ROWS:
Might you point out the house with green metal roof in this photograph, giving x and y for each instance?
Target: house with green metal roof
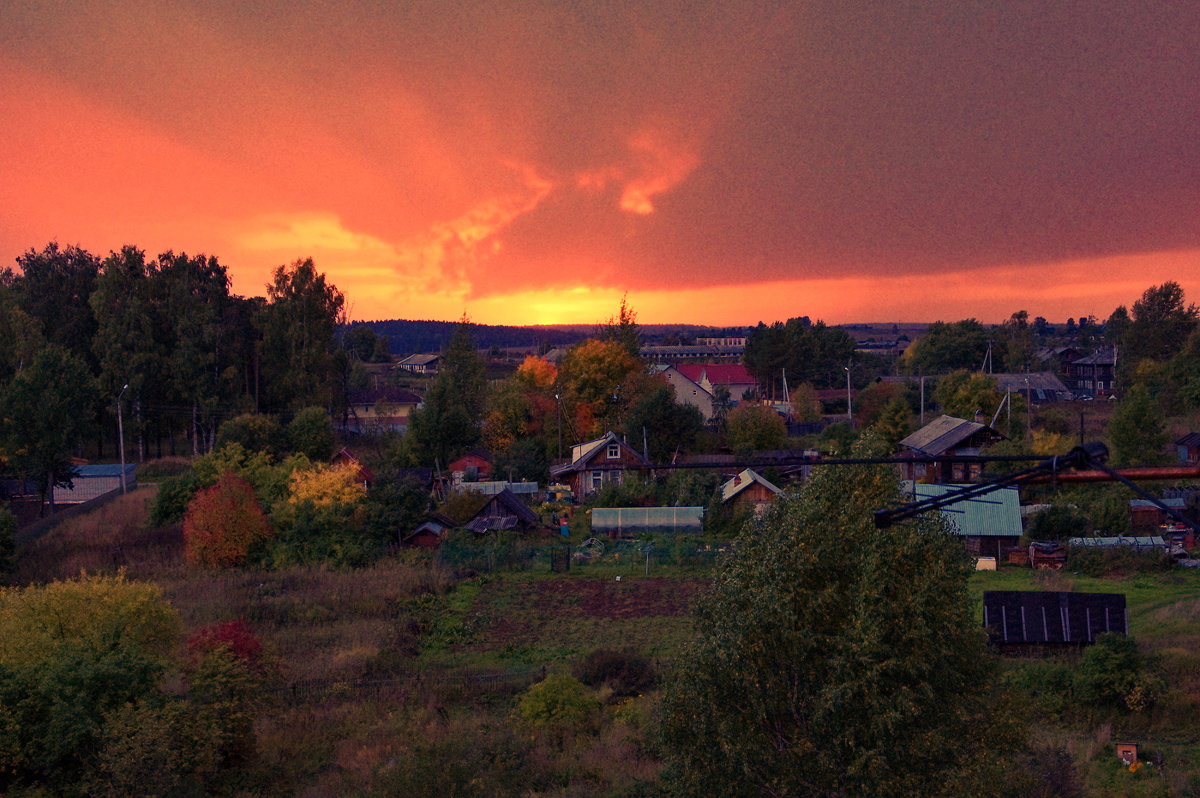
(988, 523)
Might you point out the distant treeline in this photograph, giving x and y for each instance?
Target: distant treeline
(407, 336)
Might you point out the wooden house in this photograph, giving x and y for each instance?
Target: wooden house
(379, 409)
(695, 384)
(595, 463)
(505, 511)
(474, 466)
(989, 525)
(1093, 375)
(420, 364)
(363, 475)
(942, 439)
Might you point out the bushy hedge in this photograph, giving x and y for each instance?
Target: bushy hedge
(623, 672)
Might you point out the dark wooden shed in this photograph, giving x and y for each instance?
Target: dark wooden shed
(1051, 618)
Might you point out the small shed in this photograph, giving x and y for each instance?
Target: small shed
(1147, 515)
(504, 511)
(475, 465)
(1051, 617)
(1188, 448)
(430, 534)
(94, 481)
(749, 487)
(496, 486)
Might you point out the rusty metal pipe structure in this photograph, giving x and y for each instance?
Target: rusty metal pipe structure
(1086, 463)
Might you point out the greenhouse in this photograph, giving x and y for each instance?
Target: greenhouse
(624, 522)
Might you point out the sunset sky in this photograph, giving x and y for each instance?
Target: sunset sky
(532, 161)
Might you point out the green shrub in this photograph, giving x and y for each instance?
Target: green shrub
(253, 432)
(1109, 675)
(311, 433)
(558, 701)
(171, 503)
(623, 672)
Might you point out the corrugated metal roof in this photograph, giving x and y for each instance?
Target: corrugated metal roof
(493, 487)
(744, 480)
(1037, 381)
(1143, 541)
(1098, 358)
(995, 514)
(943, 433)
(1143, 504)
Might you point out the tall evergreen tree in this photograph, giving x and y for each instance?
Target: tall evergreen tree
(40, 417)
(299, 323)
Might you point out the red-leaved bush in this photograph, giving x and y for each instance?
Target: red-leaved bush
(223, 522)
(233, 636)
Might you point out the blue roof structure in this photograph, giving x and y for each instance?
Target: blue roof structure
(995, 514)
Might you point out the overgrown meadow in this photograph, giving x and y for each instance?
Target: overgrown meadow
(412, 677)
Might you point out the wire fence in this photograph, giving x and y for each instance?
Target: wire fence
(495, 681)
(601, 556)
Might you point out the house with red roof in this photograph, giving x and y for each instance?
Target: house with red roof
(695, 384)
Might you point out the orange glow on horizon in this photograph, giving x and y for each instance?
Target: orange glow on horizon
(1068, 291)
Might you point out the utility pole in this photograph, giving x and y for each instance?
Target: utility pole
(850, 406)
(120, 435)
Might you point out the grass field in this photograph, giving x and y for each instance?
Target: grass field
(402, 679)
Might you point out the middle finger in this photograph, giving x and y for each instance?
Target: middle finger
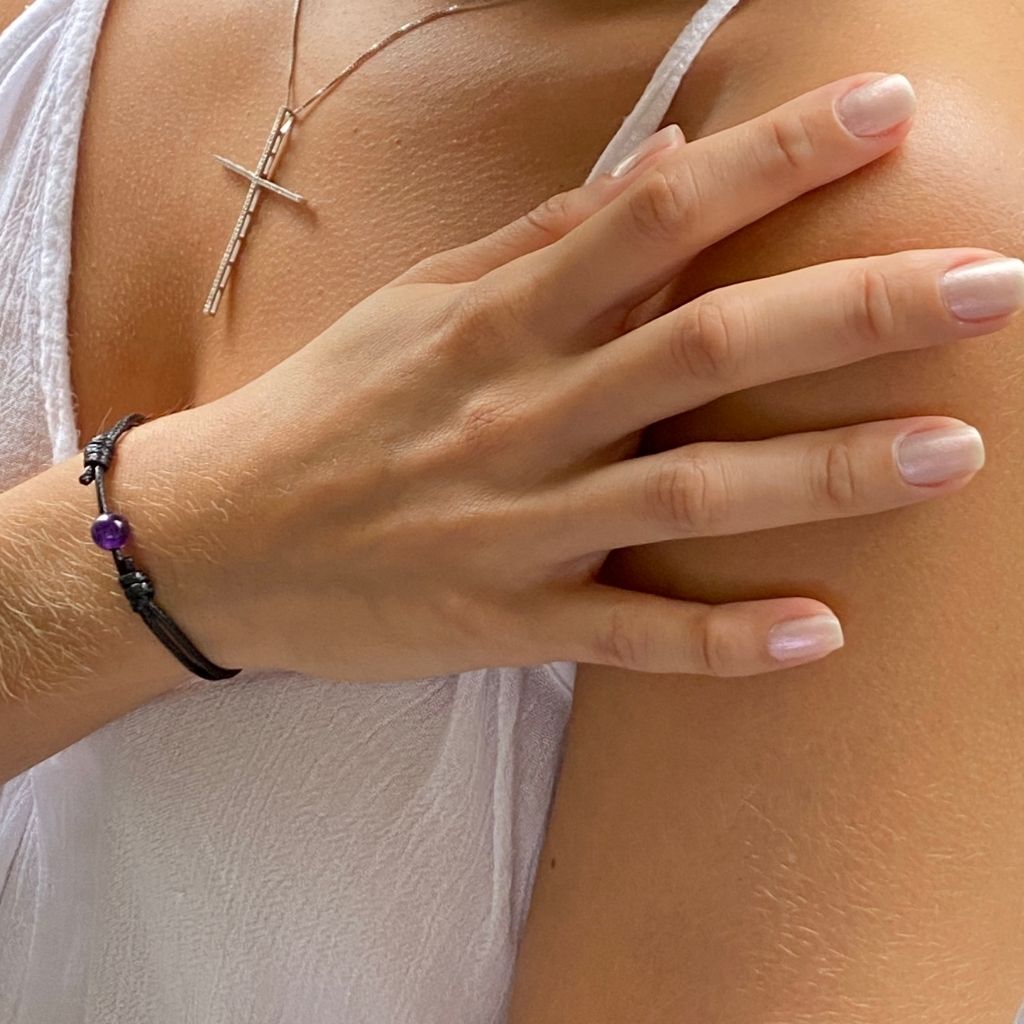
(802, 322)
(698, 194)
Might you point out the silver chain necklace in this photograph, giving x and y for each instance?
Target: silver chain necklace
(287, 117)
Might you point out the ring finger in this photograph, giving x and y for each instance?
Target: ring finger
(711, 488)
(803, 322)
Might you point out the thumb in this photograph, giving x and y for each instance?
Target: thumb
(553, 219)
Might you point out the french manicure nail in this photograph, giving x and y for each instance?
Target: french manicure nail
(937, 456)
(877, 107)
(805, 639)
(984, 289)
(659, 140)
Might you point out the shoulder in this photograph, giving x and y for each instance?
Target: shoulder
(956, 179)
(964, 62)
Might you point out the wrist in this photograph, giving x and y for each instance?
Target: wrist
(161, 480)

---

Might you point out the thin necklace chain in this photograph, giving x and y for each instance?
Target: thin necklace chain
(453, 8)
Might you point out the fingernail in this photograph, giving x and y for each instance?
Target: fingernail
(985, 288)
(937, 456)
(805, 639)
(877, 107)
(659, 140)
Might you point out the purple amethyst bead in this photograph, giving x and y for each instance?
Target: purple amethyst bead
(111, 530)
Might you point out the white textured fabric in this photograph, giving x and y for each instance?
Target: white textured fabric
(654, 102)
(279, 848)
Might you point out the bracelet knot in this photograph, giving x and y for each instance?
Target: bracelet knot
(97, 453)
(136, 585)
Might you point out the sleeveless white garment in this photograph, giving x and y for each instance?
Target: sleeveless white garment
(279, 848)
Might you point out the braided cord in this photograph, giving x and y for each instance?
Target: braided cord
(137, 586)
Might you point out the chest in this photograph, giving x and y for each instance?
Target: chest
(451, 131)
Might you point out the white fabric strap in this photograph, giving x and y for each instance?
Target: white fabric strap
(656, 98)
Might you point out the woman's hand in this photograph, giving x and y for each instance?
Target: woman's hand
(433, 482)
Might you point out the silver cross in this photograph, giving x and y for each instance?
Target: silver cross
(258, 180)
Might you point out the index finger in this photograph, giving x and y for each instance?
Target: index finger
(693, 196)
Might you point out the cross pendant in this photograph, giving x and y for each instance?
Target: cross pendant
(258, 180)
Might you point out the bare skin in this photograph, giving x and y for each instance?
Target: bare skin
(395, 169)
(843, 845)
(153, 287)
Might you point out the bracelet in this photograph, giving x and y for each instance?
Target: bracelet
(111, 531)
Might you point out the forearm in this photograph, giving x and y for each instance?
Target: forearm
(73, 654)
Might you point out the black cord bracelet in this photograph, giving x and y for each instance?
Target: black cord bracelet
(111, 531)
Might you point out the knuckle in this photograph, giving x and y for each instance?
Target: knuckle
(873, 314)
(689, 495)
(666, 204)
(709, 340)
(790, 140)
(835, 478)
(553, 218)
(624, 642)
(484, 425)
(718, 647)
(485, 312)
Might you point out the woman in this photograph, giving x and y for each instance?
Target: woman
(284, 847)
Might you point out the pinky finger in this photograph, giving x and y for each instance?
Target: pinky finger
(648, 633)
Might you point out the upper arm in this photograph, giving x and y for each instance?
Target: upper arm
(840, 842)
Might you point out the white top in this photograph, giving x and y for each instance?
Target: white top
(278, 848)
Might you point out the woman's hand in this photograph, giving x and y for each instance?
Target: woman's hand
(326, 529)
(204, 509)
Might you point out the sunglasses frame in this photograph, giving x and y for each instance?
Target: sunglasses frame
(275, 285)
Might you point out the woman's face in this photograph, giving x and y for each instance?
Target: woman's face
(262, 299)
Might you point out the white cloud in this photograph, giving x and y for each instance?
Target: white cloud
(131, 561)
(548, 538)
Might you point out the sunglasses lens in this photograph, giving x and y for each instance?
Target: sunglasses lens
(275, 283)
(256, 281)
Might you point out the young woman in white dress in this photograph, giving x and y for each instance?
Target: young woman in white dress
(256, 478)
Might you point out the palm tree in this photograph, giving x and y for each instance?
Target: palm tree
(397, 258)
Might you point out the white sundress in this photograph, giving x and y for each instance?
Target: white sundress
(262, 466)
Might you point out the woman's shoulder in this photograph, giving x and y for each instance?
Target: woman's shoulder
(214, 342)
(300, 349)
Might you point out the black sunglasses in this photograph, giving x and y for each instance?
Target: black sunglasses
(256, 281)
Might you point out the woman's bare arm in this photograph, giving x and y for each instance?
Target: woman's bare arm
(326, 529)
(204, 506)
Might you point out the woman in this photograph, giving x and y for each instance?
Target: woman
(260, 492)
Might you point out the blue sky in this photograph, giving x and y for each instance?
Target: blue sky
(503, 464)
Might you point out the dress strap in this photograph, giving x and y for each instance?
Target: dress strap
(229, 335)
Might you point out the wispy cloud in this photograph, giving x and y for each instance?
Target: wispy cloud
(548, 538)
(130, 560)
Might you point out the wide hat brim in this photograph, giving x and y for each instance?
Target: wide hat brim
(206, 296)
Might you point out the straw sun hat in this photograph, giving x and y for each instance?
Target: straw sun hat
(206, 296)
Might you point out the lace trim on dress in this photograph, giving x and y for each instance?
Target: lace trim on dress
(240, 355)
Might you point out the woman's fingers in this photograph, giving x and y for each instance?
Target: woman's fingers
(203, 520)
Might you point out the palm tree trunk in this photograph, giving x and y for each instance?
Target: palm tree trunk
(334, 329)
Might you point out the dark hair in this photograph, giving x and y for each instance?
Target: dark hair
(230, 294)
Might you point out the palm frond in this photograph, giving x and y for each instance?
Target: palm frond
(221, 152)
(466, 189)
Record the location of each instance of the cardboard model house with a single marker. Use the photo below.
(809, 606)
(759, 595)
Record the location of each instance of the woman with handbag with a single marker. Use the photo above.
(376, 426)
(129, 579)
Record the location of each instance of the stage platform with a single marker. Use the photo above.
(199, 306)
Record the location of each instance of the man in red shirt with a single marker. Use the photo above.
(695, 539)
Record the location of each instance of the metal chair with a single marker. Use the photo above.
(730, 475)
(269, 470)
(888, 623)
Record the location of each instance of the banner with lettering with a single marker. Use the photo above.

--

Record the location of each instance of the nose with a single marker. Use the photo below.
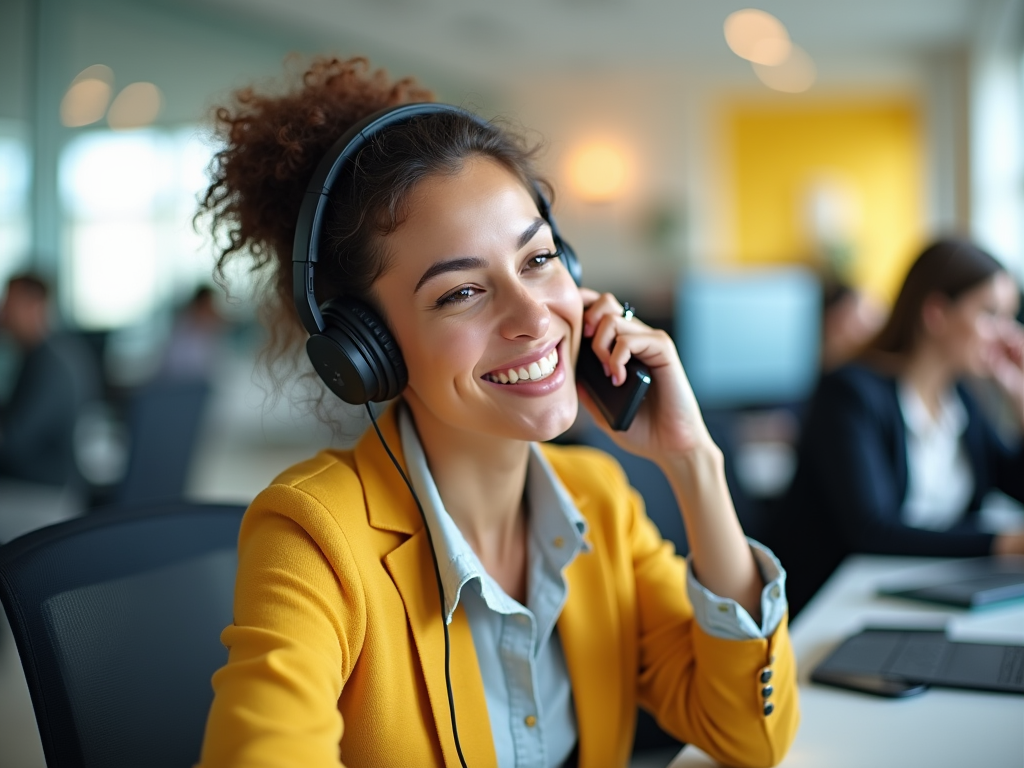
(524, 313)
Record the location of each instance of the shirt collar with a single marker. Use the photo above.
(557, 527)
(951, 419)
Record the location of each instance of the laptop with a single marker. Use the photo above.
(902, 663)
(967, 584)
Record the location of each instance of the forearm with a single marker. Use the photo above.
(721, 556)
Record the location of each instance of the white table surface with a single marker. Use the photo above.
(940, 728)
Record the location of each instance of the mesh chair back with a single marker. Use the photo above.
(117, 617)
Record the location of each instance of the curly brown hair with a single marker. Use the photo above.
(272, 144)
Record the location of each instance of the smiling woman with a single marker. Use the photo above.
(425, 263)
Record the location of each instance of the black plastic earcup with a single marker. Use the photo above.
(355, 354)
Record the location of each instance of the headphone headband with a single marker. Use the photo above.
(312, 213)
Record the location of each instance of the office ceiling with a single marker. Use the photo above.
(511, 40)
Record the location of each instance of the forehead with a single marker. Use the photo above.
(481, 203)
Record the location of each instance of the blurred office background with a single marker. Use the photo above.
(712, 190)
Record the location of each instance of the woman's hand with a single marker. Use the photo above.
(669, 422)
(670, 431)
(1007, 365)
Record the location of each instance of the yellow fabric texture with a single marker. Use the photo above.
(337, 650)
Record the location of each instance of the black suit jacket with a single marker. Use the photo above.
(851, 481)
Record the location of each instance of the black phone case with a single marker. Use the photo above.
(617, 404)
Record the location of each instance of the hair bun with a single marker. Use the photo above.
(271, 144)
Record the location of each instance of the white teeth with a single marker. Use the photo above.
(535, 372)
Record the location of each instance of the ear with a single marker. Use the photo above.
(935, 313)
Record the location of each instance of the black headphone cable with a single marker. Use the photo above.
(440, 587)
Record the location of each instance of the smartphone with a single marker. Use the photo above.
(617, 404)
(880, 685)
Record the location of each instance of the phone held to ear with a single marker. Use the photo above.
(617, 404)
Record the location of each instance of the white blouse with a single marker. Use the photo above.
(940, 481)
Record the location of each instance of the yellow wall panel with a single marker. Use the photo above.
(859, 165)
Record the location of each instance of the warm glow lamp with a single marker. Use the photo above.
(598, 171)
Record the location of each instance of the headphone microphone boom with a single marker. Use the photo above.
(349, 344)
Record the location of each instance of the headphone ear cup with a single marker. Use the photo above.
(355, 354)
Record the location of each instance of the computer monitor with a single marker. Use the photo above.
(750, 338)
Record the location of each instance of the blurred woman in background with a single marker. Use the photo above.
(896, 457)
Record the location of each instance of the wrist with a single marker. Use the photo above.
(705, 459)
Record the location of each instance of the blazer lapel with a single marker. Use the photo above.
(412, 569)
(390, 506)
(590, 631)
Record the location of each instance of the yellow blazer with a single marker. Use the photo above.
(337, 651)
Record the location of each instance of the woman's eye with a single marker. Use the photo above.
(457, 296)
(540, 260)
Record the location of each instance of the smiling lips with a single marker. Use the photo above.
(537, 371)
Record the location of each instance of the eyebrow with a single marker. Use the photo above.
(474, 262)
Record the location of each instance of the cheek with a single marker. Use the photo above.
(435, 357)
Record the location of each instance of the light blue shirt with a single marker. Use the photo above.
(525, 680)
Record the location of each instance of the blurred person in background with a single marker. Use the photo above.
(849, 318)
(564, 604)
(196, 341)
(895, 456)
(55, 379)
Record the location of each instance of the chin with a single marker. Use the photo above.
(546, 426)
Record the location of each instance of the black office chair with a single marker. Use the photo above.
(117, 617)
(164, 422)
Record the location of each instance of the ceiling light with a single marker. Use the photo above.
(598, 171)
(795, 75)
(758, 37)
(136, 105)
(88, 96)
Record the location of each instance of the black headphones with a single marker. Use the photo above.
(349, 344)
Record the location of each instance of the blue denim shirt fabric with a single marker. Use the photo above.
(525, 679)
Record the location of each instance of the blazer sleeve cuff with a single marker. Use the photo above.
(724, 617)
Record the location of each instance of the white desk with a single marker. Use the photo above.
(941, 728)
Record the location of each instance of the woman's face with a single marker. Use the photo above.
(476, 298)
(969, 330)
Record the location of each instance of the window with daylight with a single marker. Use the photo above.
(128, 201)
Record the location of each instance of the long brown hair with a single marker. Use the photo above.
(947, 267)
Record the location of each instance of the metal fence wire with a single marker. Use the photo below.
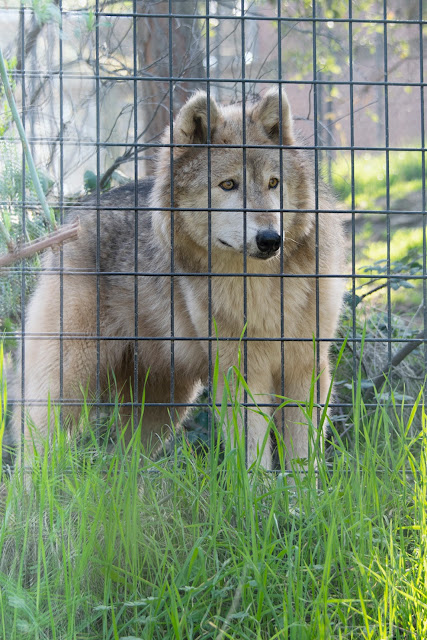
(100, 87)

THE PROBLEM:
Give the stretch of the items from the line containing "Might you point out the dark hair" through the line containing "Record the location of each instance of the banner" as a Markdown table with two columns, No. and Entry. Put each line's running number under No. and the line itself under Entry, and leave out any blank lines.

REPLY TO THE TASK:
| No. | Entry |
|---|---|
| 1 | Might you point out the dark hair in this photograph, giving x and y for each instance? |
| 2 | Target: dark hair |
| 3 | (230, 294) |
| 4 | Might you point out the palm frond in this photograph, giving x and y for each instance? |
| 5 | Target: palm frond |
| 6 | (221, 152) |
| 7 | (466, 189) |
| 8 | Record the location of each instance of the cardboard model house with a single marker. Use the photo below. |
| 9 | (809, 606) |
| 10 | (759, 595) |
| 11 | Record the location of each instance of the woman with handbag with a single marker. Use the photo above. |
| 12 | (376, 426) |
| 13 | (129, 579) |
| 14 | Record the location of each instance of the stage platform with a single marker. Use the photo above. |
| 15 | (199, 306) |
| 16 | Record the location of each instance of the man in red shirt with a single marker. Use the photo above. |
| 17 | (695, 539) |
| 18 | Record the location of each instance of the metal chair with a single marker. Use the photo above. |
| 19 | (730, 475) |
| 20 | (269, 470) |
| 21 | (888, 623) |
| 22 | Record the location of each instance of the banner with lettering with a single marker. Use the photo above. |